GIVEN EXERCISE:
Swap "Where can you spot" for "Where do you see" in every row below and keep everything else unchanged. Leave the pictures out of your answer.

-- Start DATA FOR THIS EXERCISE --

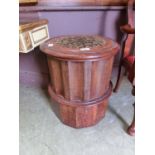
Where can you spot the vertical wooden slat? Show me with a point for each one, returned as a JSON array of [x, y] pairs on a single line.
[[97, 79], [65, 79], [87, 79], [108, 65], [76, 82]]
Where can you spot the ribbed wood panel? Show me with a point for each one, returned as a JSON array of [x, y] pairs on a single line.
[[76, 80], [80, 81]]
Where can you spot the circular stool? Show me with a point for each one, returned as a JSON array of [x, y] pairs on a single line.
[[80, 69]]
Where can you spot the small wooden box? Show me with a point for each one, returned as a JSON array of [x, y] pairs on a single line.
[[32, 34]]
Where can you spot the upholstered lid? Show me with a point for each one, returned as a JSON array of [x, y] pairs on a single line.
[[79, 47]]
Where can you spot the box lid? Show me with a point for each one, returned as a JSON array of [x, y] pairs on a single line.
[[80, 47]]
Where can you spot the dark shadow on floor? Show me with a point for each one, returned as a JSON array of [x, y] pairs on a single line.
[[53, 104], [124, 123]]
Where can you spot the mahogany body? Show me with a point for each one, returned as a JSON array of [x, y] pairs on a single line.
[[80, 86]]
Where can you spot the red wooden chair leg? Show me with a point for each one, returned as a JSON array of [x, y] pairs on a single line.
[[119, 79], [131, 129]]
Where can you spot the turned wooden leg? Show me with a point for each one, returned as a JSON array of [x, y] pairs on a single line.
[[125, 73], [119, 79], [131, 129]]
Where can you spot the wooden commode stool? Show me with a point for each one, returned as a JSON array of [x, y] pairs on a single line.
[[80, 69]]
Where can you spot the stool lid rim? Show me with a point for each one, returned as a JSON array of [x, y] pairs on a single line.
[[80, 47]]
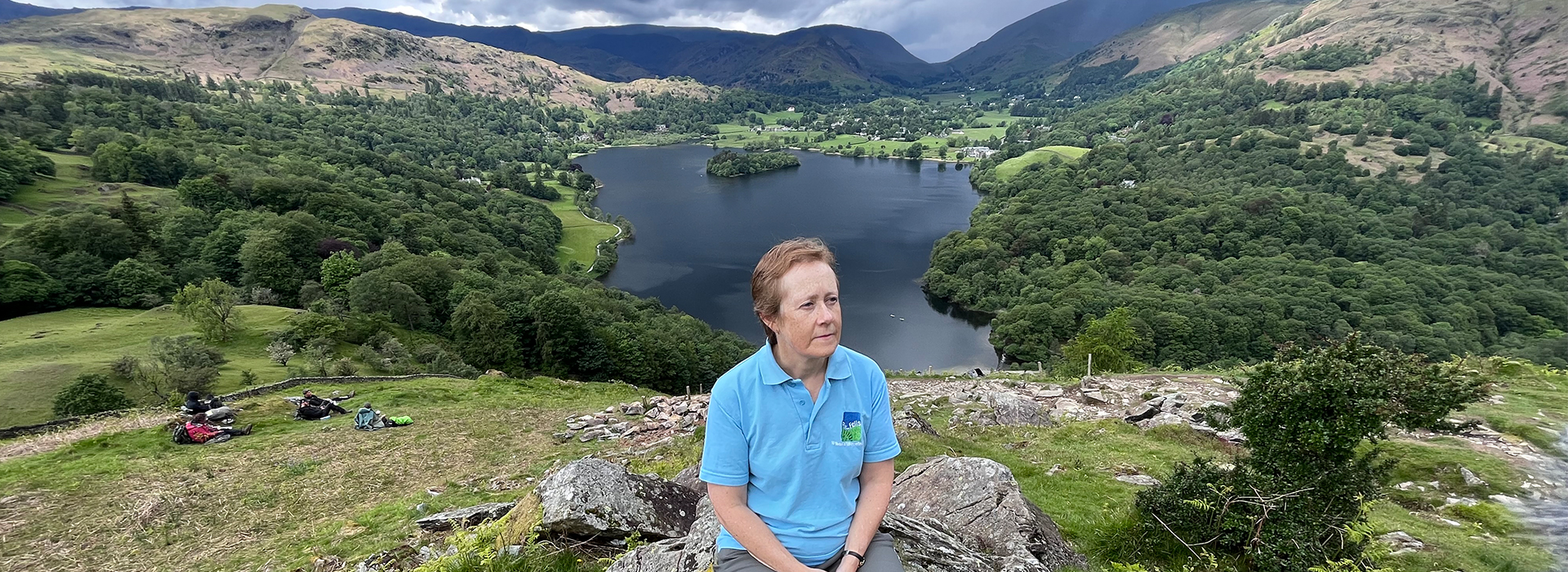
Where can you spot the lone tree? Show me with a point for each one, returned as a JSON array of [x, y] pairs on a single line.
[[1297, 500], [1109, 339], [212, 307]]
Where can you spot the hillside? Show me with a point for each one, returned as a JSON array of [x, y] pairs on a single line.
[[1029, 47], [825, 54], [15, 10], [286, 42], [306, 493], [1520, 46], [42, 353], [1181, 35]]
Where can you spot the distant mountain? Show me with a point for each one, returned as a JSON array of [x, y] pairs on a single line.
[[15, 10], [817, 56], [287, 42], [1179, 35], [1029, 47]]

-- End DATA FOR THIS EXERCISE --

RESULT:
Where do you see the vertical wooden slat? Show me with a point for each one, returned as a JSON array of [x, y] pairs on a single line.
[[97, 79], [65, 79], [87, 79], [108, 65], [76, 82]]
Where do you see the ribbed wood panel? Show me with a point for each one, returned as a JSON array of [x, y] pairs on a single line.
[[76, 80], [80, 81]]
Where do you see the circular stool? Show me with a point for each one, returned as a JSON array of [x, y] pairs on a single line.
[[80, 69]]
Where do you see the small wooden box? Show me with a point for each one, returned as a JSON array of [x, y] pairs on a single line.
[[32, 34]]
Where do you see the upholstered lid? Show me with a point for each one, returned as a JSON array of [x, y] pairs on a single line.
[[79, 47]]
Where do you see the box lid? Show me with a point for each one, returned as a JSON array of [x, y] pairs on a single line.
[[80, 47]]
Where do you see the dark shadow on floor? Show me with a point for each one, returned as a JSON array of [x, y] pairs on a single line.
[[53, 104], [124, 123]]
Where do you see the mahogany body? Show me with a point for each one, returned as a JSON array of [x, y] pairs on a single line.
[[80, 86]]
Where do you see the red wooden chair leg? Show me with a point for each one, returned as a JSON array of [x, y] pairs on a single line.
[[119, 79], [131, 129]]
Where do you see the turned wooden leg? Show me with a point for each one, returned as a JSON array of [x, y] pairs on a single line.
[[125, 73], [119, 79], [131, 129]]
Where do you see the wooden commode stool? Show me with a point for each one, returned as a JSON array of [x, y] pairs on a single line.
[[80, 69]]
Where do you see the stool lid rim? Show me with a point for each one, returned as a JSON array of [x, y] pairs on a single line.
[[80, 47]]
Where do you see the lone tree? Show me with a point for each one, returned as a JSON array of [x, y] pairs on a single line.
[[1297, 500], [1109, 339], [212, 307]]
Where do you see the hillside? Show me with a point for each one, returned as a JSON array of [x, y] pairs on a single line.
[[1029, 47], [825, 54], [15, 10], [286, 42], [306, 493], [1520, 46], [42, 353], [1181, 35]]
Where do you see the distant mountain? Show me with a point for each one, returned as a JSON array of [x, y] pairs on a single line.
[[15, 10], [817, 56], [287, 42], [1179, 35], [1029, 47]]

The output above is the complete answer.